Records excerpted from a collection:
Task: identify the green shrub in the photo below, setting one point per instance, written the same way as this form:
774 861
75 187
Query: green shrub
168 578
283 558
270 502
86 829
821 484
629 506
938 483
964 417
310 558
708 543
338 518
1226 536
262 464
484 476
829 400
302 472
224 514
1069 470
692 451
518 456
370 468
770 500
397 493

#### [WORK TO DO]
Reproduce the rows above, replacing every occurrence of "green shrub" with "leafy bush" and leaving everything else unchanged.

#### [OUTPUT]
Task: identify the leafy bush in the photo below, setting one point per instance, written the same way as this form:
774 861
75 187
Query: leafy bush
168 578
283 558
270 502
86 829
821 484
629 506
938 483
964 417
310 558
708 543
338 518
1226 536
262 464
484 476
829 400
302 472
224 514
1069 470
692 451
518 456
370 468
770 500
397 493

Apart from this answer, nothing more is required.